Data for processing
===============

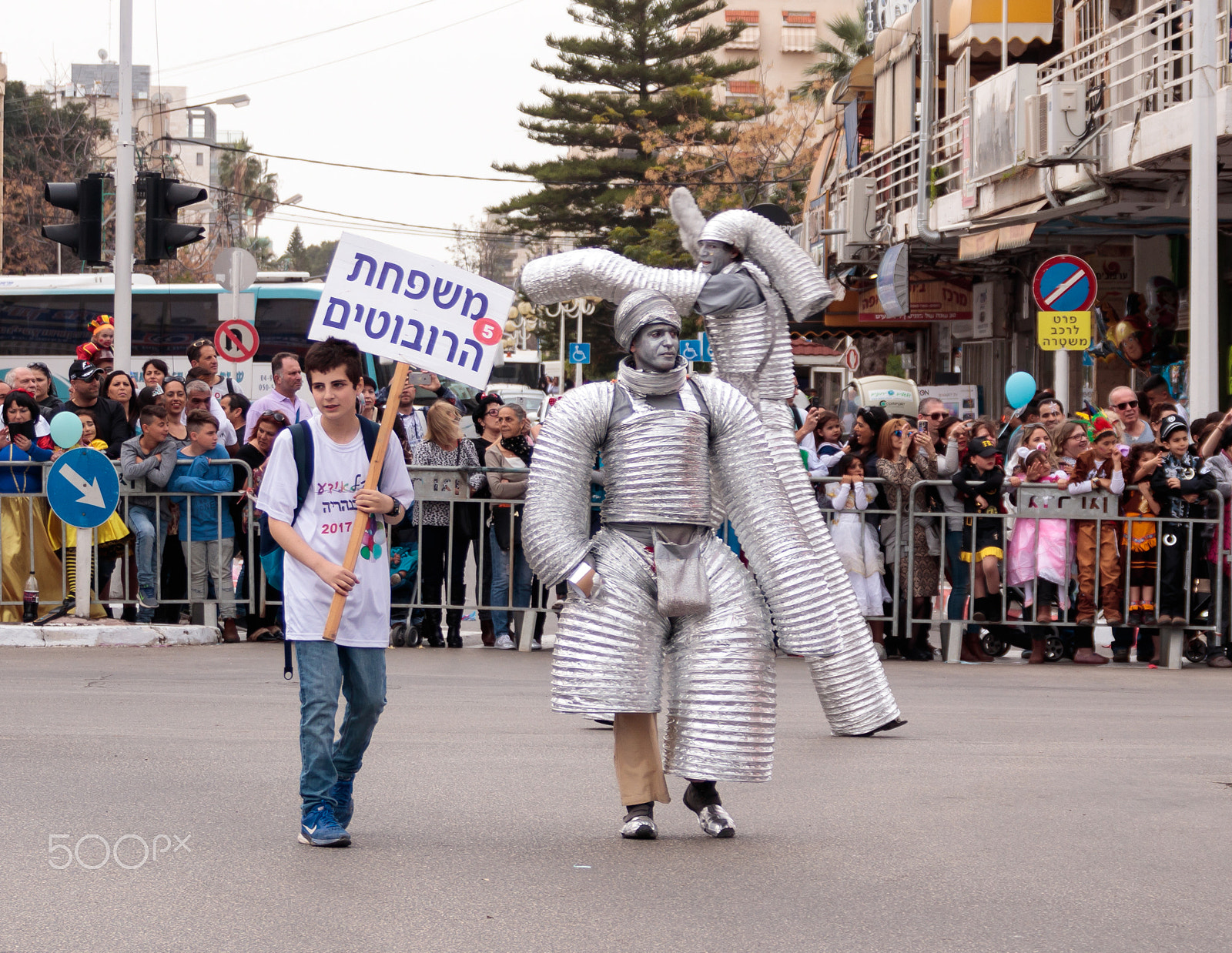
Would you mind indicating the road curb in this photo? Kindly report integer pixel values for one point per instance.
(106, 636)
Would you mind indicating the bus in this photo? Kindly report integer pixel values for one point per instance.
(45, 318)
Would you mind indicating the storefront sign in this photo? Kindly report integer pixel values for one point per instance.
(929, 301)
(1063, 330)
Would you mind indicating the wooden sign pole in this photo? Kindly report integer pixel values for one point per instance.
(373, 483)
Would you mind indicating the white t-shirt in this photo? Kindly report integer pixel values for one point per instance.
(219, 390)
(324, 522)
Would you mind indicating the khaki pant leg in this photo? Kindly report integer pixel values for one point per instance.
(638, 762)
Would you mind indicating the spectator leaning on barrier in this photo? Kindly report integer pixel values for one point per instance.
(1100, 468)
(896, 446)
(412, 416)
(203, 353)
(445, 534)
(200, 398)
(1180, 485)
(147, 463)
(84, 387)
(45, 388)
(24, 540)
(511, 571)
(486, 419)
(285, 396)
(236, 408)
(206, 528)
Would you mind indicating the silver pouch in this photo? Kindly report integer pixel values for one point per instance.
(681, 577)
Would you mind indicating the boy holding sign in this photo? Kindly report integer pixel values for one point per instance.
(314, 532)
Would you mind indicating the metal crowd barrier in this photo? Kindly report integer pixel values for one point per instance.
(1038, 503)
(529, 601)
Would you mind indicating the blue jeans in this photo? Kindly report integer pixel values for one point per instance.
(500, 583)
(324, 670)
(151, 540)
(960, 574)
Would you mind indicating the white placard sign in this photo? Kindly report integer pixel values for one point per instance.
(425, 313)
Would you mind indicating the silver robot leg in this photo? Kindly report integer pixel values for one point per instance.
(850, 685)
(721, 680)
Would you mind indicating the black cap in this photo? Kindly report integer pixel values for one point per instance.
(1170, 424)
(83, 371)
(983, 447)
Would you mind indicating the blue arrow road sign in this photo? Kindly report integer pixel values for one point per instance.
(83, 488)
(690, 349)
(579, 353)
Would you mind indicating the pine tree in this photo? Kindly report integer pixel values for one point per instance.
(650, 74)
(295, 252)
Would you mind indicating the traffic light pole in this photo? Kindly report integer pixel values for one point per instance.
(126, 206)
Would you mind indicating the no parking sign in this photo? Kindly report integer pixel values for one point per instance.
(236, 340)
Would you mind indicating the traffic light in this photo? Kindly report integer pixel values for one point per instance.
(164, 199)
(85, 199)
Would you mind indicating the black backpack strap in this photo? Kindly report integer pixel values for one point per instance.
(302, 451)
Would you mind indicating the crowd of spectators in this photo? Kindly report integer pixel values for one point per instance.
(979, 494)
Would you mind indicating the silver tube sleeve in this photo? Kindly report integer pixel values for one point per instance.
(556, 527)
(603, 273)
(786, 567)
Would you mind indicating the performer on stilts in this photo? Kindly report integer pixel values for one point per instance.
(751, 273)
(659, 608)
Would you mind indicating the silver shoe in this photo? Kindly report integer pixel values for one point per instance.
(640, 829)
(716, 821)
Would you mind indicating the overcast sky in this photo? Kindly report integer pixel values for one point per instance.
(441, 102)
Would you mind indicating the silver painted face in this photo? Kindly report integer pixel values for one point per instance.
(714, 256)
(656, 347)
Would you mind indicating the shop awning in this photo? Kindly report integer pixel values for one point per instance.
(977, 24)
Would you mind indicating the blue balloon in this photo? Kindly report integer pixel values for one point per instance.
(1019, 390)
(65, 429)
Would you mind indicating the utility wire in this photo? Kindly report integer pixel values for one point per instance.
(265, 47)
(365, 52)
(610, 184)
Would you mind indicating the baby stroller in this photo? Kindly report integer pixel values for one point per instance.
(403, 570)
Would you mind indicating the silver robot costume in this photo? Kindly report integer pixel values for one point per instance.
(669, 443)
(753, 351)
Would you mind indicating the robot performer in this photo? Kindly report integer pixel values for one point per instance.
(749, 275)
(659, 606)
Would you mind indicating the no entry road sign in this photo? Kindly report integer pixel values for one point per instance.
(1065, 283)
(236, 340)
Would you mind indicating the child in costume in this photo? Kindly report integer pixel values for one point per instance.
(855, 540)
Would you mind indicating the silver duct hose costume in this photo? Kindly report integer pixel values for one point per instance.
(753, 353)
(669, 445)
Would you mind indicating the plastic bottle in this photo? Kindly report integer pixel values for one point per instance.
(30, 600)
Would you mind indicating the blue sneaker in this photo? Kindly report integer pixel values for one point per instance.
(320, 829)
(342, 796)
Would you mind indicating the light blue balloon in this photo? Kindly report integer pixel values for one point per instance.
(65, 429)
(1019, 390)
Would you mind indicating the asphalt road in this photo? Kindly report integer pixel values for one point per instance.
(1024, 808)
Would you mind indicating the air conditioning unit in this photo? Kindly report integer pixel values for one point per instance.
(1056, 119)
(856, 213)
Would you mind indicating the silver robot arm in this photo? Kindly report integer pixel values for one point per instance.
(786, 565)
(556, 527)
(601, 273)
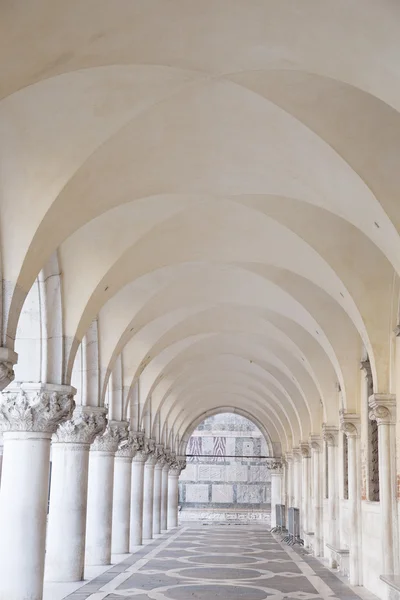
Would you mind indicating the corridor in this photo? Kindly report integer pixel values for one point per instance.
(228, 562)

===============

Brief
Transcribe the full listing above exactly, with the images removed.

Output for this task
Would you mind indicating the road curb in this photo? Kindly report integer pixel values for one point per instance.
(106, 636)
Would you mind indicating the bus in this photo? Kindly report integer pixel values for one point per instance.
(45, 318)
Would you mind indicating the storefront sign in this photo? Kindly report integer pixel values for one point per instance.
(929, 301)
(1063, 330)
Would you mind indicating the wooden sign pole in this photo? Kindly report integer pixel values for one point per instance.
(373, 483)
Would you mind indicating the white t-shirt in this photo? Kindly report integer pixel values for one point per instance.
(219, 390)
(324, 522)
Would you mind indicating the khaki pant leg in this photo? Kindly report integer pixel values for one point per instance.
(638, 762)
Would you mind indicating the spectator leaning on barrier in this photo? Kindly report integer pixel values for one point per instance.
(1100, 468)
(896, 446)
(412, 416)
(203, 353)
(445, 534)
(200, 398)
(1180, 485)
(147, 463)
(84, 387)
(45, 388)
(24, 540)
(511, 571)
(486, 419)
(285, 396)
(236, 408)
(206, 528)
Would you mind indicating the silver pouch in this photo? Kindly report integer pixel values for one point per instance.
(681, 577)
Would you mind indicating the boy holding sign in this photo? Kindly report integer pixel values for one point per instance.
(314, 532)
Would you mind indicating the metal crowd barrier in this photo? Kindly report integer pixel values for one point per instance.
(1038, 503)
(529, 601)
Would you mind indicating the blue jeans in this photo? Kindly report integer pixel values for one point per instance.
(500, 583)
(324, 670)
(151, 540)
(960, 574)
Would you mind indicating the white placard sign in this photo? Kindly report integer pixel values for one point per instance.
(425, 313)
Would you mind indicating the silver robot leg in this photo? Kindly report integer pixel values for one point per instance.
(850, 685)
(721, 680)
Would you mind indicating the black cap in this photo? Kindly report integer pixel values for one point per instance.
(1170, 424)
(83, 371)
(983, 447)
Would you mind indicating the blue arrow road sign in this photo? Kindly report integer pixel values for one point per instance.
(83, 488)
(690, 349)
(579, 353)
Would you mind indicating the pine tree in this photo? Kindly report integer pixel values for one point per instance.
(650, 74)
(295, 252)
Would you mind indicating the traffic light pole in this photo? Kindly report integer pixel values for one point per instance.
(126, 206)
Would you mind indicating the no parking sign in this photo? Kindly report integer pixel values for one point per instance.
(236, 340)
Would you mind indicating the traffic light in this photo? Kindly report integer pixel values for one point per instance.
(164, 199)
(85, 199)
Would you mind indicating the black backpack strap in this photo? Kindly report integer pixel values for one point per instance.
(302, 451)
Would you mind indicating the crowd of spectators in this photo? Kindly report integer pixel values for one point per instance.
(979, 494)
Would you mind indicating the silver tube sleeve in this photo? Kindly report integer pixel values for one point per instance.
(556, 527)
(603, 273)
(786, 567)
Would you mind indicating the performer on stilts in this photo? Kindly report integer pixel values for one point per instance.
(751, 273)
(659, 608)
Would you mind indicating the silver shoe in this photo? Kindly report integer pixel values for one point per instance.
(640, 829)
(716, 821)
Would you mind indicating the overcast sky in this photo? Kindly report integer pixel values for one point per instance.
(441, 102)
Would you mind indicating the silver painted face in this photo? Kindly report integer pixel values for one point per instance.
(714, 256)
(656, 347)
Would you mind indicating the shop awning in this photo? Kindly report integer pixel values for one point per instance.
(977, 24)
Would you mind indicating the blue balloon in this photo? Kindly report integer pixel values for one point per instance.
(1019, 390)
(65, 429)
Would you mind indicating the utility wire in this photo? Kindly report integer pixel values for one point per instance.
(265, 47)
(365, 52)
(610, 184)
Would you mind indicating the baby stroller in this photo? Kindly report integer pixel values for one point per instance.
(403, 570)
Would you mind indicating the silver robot costume in this photo? Kindly report integer pixel values for one point per instance.
(669, 443)
(753, 351)
Would you mind indicating the robot performer in this photo? Kindly report integer pixel values for one point per instance.
(749, 275)
(659, 606)
Would you mind indicating the no entry road sign in this photo? Kindly report integer pixel values for one point per instance.
(1065, 283)
(236, 340)
Would you mind indicating the child in costume in this photo? Kindly report integer pixel values for one point per instance.
(855, 540)
Would you mind indicating the silver duct hose costume in this photo? Kindly report integer pixel values for one point per instance.
(753, 353)
(669, 445)
Would you mind indicating the plastic bottle in this photo? Kindly report integer pixel values for one point per instance.
(30, 600)
Would you mind indicating the blue sneaker in this photo? Kindly report integer pixel values for one point per instance.
(320, 829)
(342, 796)
Would you mind indicating the light blue balloon in this photo? Kindly report integer pixel values for one point per instance.
(65, 429)
(1019, 390)
Would you mind indicating the asphalt road in this photo? Kindly report integer pixel values for one point per instance.
(1024, 808)
Would you mind indicating the air conditioning unit in this photo? Kindly report integer pixel values for one point per instance.
(1056, 119)
(856, 213)
Would you mind indicating the silver robot arm in this photo? Kindly report integer pixel values for one point per instance.
(786, 565)
(556, 527)
(601, 273)
Would you mind indicating the corridor in this photo? Kindly report integer pixel values for one point per instance.
(228, 562)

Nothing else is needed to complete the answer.